Edit the rows below by swapping every "railway yard" for "rail depot", keeping everything else unchanged.

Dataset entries
______________________________
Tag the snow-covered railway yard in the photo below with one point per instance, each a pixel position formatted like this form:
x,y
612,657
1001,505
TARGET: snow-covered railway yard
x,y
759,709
______________________________
EXERCISE OUTPUT =>
Tag the snow-covered rail depot in the photo below with one point per instance, each a pixel position formatted like this form:
x,y
612,657
1001,505
TARGET: snow-covered rail depot
x,y
759,709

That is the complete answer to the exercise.